Each record needs to be echoed exactly; can you do that?

═══ MATERIAL PROVIDED ═══

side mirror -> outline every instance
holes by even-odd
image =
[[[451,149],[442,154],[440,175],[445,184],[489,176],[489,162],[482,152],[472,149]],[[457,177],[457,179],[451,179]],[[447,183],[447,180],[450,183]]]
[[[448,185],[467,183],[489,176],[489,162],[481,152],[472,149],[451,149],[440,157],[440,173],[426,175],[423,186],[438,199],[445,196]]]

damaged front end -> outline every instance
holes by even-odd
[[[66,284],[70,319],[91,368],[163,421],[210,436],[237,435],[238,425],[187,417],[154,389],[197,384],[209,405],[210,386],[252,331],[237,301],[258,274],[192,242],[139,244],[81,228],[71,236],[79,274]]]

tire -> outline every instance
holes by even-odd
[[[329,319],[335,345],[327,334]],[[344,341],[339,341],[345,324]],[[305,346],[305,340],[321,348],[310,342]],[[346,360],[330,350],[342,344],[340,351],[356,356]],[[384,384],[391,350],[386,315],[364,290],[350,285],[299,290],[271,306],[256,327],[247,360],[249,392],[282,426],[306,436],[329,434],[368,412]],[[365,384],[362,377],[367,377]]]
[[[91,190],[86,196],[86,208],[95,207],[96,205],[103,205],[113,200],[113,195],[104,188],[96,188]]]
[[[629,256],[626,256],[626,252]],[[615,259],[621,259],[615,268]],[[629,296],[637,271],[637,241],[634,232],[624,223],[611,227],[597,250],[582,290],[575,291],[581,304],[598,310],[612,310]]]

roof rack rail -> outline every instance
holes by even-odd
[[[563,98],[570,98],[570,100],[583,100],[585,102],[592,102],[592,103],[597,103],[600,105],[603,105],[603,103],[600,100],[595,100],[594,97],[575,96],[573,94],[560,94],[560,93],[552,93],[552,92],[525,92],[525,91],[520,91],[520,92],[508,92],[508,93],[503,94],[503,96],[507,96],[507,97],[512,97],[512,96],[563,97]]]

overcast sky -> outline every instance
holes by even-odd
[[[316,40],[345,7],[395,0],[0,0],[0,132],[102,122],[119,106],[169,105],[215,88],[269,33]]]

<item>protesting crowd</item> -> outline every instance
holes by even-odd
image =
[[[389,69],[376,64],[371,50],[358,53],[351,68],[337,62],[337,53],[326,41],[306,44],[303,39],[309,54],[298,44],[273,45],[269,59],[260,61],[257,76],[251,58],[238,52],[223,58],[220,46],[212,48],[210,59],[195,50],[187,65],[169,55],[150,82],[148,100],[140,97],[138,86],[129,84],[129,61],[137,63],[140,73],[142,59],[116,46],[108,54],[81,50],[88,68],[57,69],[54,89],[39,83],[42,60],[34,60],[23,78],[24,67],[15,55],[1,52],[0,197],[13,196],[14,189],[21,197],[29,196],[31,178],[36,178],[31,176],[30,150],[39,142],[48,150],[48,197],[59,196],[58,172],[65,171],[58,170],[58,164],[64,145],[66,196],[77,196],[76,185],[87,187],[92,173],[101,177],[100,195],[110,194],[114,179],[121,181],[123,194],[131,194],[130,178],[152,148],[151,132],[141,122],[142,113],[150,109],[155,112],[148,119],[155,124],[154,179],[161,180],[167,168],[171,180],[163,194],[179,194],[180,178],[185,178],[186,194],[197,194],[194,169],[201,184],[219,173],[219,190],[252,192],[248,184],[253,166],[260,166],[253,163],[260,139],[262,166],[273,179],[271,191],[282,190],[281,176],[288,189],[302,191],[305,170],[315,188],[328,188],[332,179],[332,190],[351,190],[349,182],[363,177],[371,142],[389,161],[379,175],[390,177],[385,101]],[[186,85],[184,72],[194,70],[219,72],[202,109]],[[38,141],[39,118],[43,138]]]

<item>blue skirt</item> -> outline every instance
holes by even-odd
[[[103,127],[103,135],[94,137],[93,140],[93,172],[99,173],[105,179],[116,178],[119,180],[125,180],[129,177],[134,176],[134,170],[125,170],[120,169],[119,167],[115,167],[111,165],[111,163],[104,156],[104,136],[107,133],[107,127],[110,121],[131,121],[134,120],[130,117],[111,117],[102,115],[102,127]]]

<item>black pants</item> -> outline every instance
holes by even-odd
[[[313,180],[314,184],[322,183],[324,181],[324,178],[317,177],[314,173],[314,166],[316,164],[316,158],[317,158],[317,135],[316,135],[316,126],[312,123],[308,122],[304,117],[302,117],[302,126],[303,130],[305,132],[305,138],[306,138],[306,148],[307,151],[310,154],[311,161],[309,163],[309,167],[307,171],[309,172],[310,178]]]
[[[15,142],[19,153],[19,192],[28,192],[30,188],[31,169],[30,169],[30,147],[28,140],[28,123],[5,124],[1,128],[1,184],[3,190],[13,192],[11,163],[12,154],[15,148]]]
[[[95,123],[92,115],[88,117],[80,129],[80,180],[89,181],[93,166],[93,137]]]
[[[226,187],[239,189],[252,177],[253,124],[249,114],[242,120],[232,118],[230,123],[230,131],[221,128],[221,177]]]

═══

_ANSWER FOR THIS EXERCISE_:
side mirror -> outline every instance
holes by even-odd
image =
[[[451,149],[442,154],[440,175],[445,184],[489,176],[489,162],[482,152],[472,149]],[[457,177],[457,179],[451,179]],[[447,183],[447,180],[450,183]]]
[[[448,185],[467,183],[489,176],[489,162],[481,152],[472,149],[451,149],[440,157],[440,173],[426,175],[423,186],[438,199],[445,196]]]

damaged front end -> outline every instance
holes by even-odd
[[[66,284],[70,319],[91,368],[163,421],[210,436],[237,435],[238,425],[187,417],[154,389],[197,384],[209,405],[210,386],[252,331],[237,301],[258,274],[192,242],[139,244],[81,228],[71,236],[79,274]]]

tire -> outline every instance
holes by even-odd
[[[329,319],[335,345],[327,334]],[[344,341],[339,341],[345,324]],[[305,346],[305,340],[321,348],[310,342]],[[346,360],[330,350],[342,344],[340,351],[356,356]],[[384,384],[391,350],[386,315],[364,290],[350,285],[299,290],[271,306],[256,327],[247,360],[249,392],[282,426],[306,436],[329,434],[368,412]],[[365,384],[362,377],[367,377]]]
[[[91,190],[86,196],[86,208],[95,207],[96,205],[103,205],[113,200],[113,195],[104,188],[96,188]]]
[[[629,256],[626,256],[626,252]],[[615,259],[621,259],[615,268]],[[629,296],[637,271],[637,241],[634,232],[624,223],[611,227],[597,250],[582,290],[575,291],[581,304],[598,310],[612,310]]]

roof rack rail -> outline every instance
holes by even-odd
[[[563,98],[570,98],[570,100],[583,100],[585,102],[592,102],[592,103],[597,103],[600,105],[603,105],[603,103],[600,100],[595,100],[594,97],[575,96],[573,94],[560,94],[560,93],[552,93],[552,92],[525,92],[525,91],[520,91],[520,92],[508,92],[508,93],[503,94],[503,96],[507,96],[507,97],[512,97],[512,96],[563,97]]]

overcast sky -> outline every instance
holes by even-odd
[[[316,40],[345,7],[395,0],[0,0],[0,132],[102,122],[119,106],[169,105],[215,88],[269,33]]]

<item>protesting crowd</item> -> outline every instance
holes by even-odd
image =
[[[389,69],[376,64],[371,50],[358,53],[351,68],[337,62],[337,53],[326,41],[306,44],[303,39],[309,54],[298,44],[273,45],[269,59],[260,61],[257,76],[251,58],[238,52],[223,58],[220,46],[212,48],[210,59],[195,50],[187,65],[169,55],[150,82],[148,100],[140,97],[138,86],[129,84],[129,61],[137,63],[140,73],[142,59],[116,46],[108,54],[81,50],[88,68],[57,69],[54,89],[39,83],[42,60],[34,60],[23,78],[24,67],[15,55],[1,52],[0,197],[13,196],[14,189],[21,197],[29,196],[31,178],[36,178],[31,176],[30,150],[39,142],[48,150],[48,197],[59,196],[58,172],[65,171],[58,170],[58,164],[64,145],[66,196],[77,196],[76,185],[87,187],[92,173],[101,177],[100,195],[110,194],[114,179],[121,181],[123,194],[131,194],[130,178],[152,148],[151,132],[141,122],[142,113],[150,109],[155,112],[148,119],[155,124],[154,179],[161,180],[167,168],[171,180],[163,194],[179,194],[180,178],[185,178],[186,194],[197,194],[194,169],[201,184],[219,173],[219,190],[252,192],[248,184],[253,166],[260,166],[253,163],[260,139],[262,166],[273,179],[271,191],[282,190],[281,176],[288,189],[302,191],[305,170],[315,188],[328,188],[332,179],[332,190],[351,190],[349,182],[363,177],[371,142],[389,161],[379,175],[390,177],[385,101]],[[186,85],[184,72],[194,70],[219,72],[202,109]],[[38,141],[39,118],[43,138]]]

<item>blue skirt</item> -> outline every instance
holes by even-odd
[[[103,127],[103,135],[94,137],[93,140],[93,172],[99,173],[105,179],[116,178],[119,180],[125,180],[129,177],[134,176],[134,170],[125,170],[120,169],[119,167],[115,167],[111,165],[111,163],[104,156],[104,136],[107,133],[107,127],[110,121],[131,121],[134,120],[130,117],[111,117],[102,115],[102,127]]]

<item>black pants</item> -> outline every instance
holes by even-odd
[[[313,180],[314,184],[322,183],[324,181],[324,178],[317,177],[314,173],[314,166],[316,164],[316,158],[317,158],[317,135],[316,135],[316,126],[312,123],[308,122],[304,117],[302,117],[302,126],[303,130],[305,132],[305,138],[306,138],[306,148],[307,151],[310,154],[311,161],[309,163],[309,167],[307,171],[309,172],[310,178]]]
[[[15,142],[19,153],[19,192],[28,192],[30,188],[31,169],[30,169],[30,147],[28,140],[28,123],[5,124],[1,128],[1,184],[3,190],[13,192],[11,163],[12,154],[15,148]]]
[[[95,123],[92,115],[88,117],[80,129],[80,180],[89,181],[93,166],[93,137]]]
[[[226,187],[239,189],[252,177],[253,124],[249,114],[242,120],[232,118],[230,123],[230,131],[221,128],[221,177]]]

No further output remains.